Reproduce verbatim the portion of the text on the White House internship starting at "Working at the" and ending at "in public service.".

* Text provided:
<<<<
Working at the White House meant no two days were the same.

“Walking through the gates of 1600 Pennsylvania Avenue every morning was a special thrill,” she said.

“All of the staff I interacted with felt privileged to serve the American people,” Ross said. “I found staffers at all levels were open to meeting with interns, and I have benefited greatly from the professional relationships I developed both within my department and across the White House.”

Although she didn’t spend time with the president, she did greet first lady Michelle Obama and describes as her as “very warm and personable.”​

Ross said the internship helped her discover new leadership skills—ones she expects will help her as she pursues a career in public service.

“The importance of prioritizing goals, engaging in transparent communication, and identifying mentors particularly stand out as leadership lessons,” she said.

Ross said interacting with the other interns—all college students from around the country—and contributing to the Obama administration in a small way made the internship an opportunity of a lifetime.

In the midst of the many TV shows depicting the White House, Ross said that her day-to-day life was nothing like the silver screen.

Her only comparison?

“The long hours seemed accurate.”

The White House internship is open for college students across the country, and applications are being accepted now for fall 2015.

UT’s Howard H. Baker Jr. Center for Public Policy and Office of National Scholarships and Fellowships helped Ross develop her application materials and prepare for an interview.
>>>>
* Supplied data:
<<<<
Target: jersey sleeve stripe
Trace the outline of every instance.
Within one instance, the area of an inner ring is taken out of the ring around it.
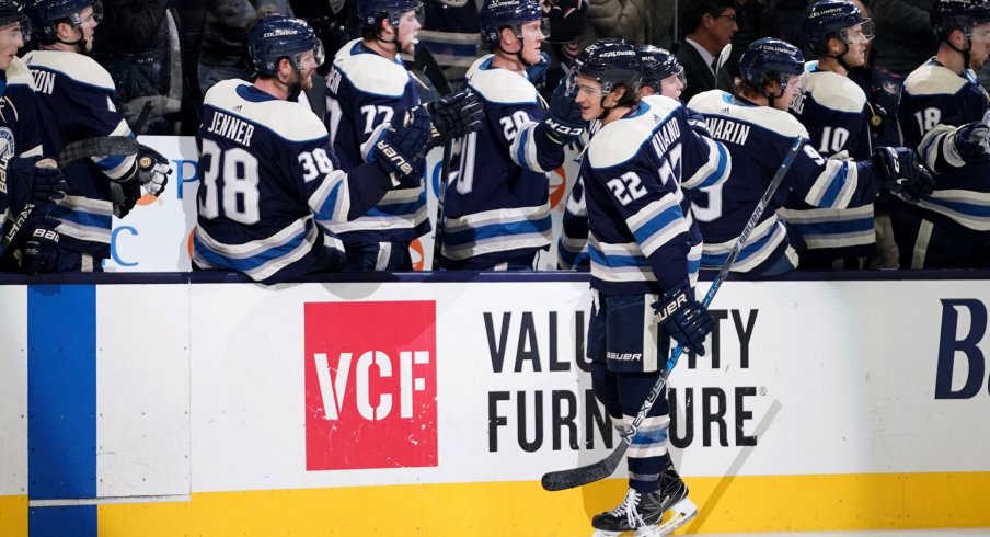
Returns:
>>>>
* Solution for this exercise:
Working at the White House meant no two days were the same.

“Walking through the gates of 1600 Pennsylvania Avenue every morning was a special thrill,” she said.

“All of the staff I interacted with felt privileged to serve the American people,” Ross said. “I found staffers at all levels were open to meeting with interns, and I have benefited greatly from the professional relationships I developed both within my department and across the White House.”

Although she didn’t spend time with the president, she did greet first lady Michelle Obama and describes as her as “very warm and personable.”​

Ross said the internship helped her discover new leadership skills—ones she expects will help her as she pursues a career in public service.